_WHAT IS EXPECTED_
Working from the line that contains "point_to annotates the market" down to the last line below, repeat each line exactly.

** START OF TASK INPUTS **

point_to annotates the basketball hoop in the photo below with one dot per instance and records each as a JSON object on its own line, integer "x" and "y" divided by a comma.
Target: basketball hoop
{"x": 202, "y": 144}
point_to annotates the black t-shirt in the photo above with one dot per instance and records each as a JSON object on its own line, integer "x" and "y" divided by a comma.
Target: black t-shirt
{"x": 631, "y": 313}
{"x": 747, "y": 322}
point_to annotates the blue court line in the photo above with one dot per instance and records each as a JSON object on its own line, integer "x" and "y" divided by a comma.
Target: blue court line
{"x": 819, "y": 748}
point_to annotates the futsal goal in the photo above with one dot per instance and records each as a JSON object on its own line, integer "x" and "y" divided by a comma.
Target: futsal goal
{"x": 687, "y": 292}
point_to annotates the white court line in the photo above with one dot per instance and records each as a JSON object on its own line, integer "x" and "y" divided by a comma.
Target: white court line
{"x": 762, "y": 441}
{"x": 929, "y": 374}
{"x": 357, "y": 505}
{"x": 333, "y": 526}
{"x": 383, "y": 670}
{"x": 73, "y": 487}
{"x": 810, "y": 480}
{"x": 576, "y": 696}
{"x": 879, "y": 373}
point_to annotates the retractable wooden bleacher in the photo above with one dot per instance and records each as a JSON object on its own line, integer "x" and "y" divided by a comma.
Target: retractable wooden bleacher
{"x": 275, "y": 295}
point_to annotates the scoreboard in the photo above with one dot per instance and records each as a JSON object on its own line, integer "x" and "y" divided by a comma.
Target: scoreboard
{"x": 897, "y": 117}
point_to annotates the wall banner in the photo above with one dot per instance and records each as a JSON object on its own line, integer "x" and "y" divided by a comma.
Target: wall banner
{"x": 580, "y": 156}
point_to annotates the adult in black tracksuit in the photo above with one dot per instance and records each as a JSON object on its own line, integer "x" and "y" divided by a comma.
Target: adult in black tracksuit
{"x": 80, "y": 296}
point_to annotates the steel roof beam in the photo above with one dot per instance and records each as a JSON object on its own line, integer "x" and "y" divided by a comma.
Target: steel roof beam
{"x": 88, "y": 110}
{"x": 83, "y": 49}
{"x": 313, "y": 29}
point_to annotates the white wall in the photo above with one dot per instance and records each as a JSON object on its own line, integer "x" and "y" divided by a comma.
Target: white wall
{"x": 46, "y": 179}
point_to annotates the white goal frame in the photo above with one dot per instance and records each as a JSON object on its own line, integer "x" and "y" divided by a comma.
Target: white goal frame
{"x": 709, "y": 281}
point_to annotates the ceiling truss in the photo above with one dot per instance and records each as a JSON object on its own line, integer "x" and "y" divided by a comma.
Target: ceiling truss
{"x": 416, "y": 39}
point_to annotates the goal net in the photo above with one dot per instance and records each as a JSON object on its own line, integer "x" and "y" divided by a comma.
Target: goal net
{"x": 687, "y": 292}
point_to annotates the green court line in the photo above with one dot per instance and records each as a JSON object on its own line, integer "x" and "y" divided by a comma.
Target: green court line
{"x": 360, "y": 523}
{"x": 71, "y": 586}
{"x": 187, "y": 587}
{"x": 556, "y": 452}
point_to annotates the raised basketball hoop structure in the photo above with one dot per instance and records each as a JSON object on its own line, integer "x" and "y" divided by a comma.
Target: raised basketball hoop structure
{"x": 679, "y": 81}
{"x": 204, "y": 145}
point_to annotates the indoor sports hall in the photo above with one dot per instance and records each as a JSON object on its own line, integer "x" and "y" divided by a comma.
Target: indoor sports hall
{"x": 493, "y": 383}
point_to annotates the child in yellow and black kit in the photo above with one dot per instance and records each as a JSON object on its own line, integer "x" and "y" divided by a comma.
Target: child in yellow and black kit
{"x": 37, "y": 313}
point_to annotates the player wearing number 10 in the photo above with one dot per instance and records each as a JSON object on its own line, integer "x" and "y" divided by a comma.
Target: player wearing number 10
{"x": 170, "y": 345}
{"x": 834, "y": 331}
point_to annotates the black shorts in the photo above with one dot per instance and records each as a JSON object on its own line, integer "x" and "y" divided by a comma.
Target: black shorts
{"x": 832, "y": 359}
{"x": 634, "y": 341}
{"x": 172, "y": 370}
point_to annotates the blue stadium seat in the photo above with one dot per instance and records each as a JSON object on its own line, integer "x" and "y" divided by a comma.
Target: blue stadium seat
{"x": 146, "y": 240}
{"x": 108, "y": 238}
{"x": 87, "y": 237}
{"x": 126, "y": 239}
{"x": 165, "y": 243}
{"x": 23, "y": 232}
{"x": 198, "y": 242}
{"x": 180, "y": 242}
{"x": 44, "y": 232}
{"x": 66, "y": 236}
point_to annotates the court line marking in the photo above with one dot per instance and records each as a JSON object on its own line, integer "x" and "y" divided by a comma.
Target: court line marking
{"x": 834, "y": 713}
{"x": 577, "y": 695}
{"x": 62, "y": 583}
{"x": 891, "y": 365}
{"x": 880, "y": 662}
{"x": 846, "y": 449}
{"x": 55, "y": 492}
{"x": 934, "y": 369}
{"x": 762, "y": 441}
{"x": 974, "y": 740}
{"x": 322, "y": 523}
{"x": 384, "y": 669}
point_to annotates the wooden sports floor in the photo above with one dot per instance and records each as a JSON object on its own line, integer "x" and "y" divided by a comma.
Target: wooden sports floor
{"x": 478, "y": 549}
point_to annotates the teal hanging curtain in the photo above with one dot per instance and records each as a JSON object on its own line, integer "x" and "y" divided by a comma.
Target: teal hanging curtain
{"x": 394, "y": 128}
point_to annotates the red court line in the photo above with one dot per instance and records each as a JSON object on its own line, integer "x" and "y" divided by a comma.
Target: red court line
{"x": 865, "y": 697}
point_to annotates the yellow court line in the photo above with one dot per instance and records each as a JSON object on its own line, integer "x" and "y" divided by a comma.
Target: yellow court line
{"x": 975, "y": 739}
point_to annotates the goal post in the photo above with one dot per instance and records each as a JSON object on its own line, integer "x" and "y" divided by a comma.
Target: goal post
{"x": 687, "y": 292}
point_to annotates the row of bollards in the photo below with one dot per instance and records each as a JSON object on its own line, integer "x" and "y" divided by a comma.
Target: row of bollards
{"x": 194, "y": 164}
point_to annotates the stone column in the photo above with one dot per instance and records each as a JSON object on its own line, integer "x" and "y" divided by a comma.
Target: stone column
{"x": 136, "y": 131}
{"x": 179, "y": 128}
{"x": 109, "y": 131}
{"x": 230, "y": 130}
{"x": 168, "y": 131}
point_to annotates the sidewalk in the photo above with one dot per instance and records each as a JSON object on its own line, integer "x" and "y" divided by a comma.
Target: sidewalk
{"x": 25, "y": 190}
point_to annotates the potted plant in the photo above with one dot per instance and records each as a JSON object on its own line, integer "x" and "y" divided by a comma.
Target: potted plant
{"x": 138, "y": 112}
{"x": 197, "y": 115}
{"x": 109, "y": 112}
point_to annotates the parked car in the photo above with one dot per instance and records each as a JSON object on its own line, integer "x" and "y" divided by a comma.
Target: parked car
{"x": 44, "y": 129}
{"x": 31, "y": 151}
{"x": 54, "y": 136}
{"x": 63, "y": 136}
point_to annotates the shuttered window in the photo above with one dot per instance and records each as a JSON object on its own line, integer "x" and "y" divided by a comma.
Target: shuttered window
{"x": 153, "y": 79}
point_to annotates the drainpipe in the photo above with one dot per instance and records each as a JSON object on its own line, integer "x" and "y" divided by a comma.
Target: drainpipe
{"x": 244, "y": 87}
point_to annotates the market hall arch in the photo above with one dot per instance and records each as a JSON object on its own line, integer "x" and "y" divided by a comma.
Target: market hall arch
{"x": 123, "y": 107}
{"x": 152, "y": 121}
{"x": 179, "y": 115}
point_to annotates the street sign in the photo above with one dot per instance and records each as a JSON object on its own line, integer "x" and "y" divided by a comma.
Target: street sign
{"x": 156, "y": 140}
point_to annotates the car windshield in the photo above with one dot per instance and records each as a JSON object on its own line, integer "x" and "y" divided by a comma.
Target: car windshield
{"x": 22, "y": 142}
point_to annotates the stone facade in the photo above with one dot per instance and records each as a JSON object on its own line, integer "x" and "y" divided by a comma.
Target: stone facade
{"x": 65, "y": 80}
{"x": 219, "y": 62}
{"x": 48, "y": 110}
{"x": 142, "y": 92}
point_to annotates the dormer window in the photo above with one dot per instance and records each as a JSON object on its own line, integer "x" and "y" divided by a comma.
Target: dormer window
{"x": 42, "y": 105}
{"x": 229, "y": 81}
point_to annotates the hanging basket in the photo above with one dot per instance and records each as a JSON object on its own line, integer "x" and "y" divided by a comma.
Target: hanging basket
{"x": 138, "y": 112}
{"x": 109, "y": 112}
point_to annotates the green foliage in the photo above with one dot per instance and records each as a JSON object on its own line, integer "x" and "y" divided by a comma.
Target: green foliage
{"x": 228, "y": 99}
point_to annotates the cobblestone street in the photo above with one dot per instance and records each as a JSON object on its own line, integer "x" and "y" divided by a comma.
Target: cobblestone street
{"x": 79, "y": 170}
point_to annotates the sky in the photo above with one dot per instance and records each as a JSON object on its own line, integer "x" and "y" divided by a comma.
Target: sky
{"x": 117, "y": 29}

** END OF TASK INPUTS **

_FULL RESPONSE_
point_to annotates the market hall arch in the photo above with one dot per instance and records each as a JSON object on its own line, integer "x" and "y" divided by a comma.
Target: market hall arch
{"x": 123, "y": 107}
{"x": 152, "y": 121}
{"x": 179, "y": 115}
point_to annotates the street sign in the photo above with one dot per instance and records each as a JSON object on its own line, integer "x" and "y" divided by a comma.
Target: street sign
{"x": 156, "y": 140}
point_to annotates the car windshield in the photo above with one dot per instance and records each as a JSON object on its own line, integer "x" and "y" divided by a comma.
Target: car windshield
{"x": 22, "y": 142}
point_to annotates the stone facade in the photo above with one dot per instance and records each as a JSON object on its own line, integer "x" and "y" divided by a comma.
Target: stone facade
{"x": 65, "y": 80}
{"x": 219, "y": 62}
{"x": 48, "y": 110}
{"x": 142, "y": 92}
point_to annotates the dormer window in the photo above with one dot per instance and records each as a JSON object on its own line, integer "x" and "y" divided by a comma.
Target: dormer window
{"x": 42, "y": 105}
{"x": 229, "y": 81}
point_to annotates the hanging basket in the photo above with one dot per instance and records each as a JSON object on its own line, integer "x" and "y" divided by a comma.
Target: hanging basket
{"x": 138, "y": 112}
{"x": 109, "y": 112}
point_to annotates the green foliage in the photo above with one dot per instance and records each as a JSON object on its own line, integer "x" and "y" divided by a comma.
Target: green foliage
{"x": 228, "y": 99}
point_to annotates the cobblestone street in the photo above with one dot per instance and records each as a JSON object on its own line, integer "x" and "y" divided by a comma.
Target: cobblestone street
{"x": 79, "y": 170}
point_to annotates the sky in the photo above with one dot per instance and records each as a JSON object on its own line, integer "x" and "y" divided by a comma.
Target: sky
{"x": 117, "y": 29}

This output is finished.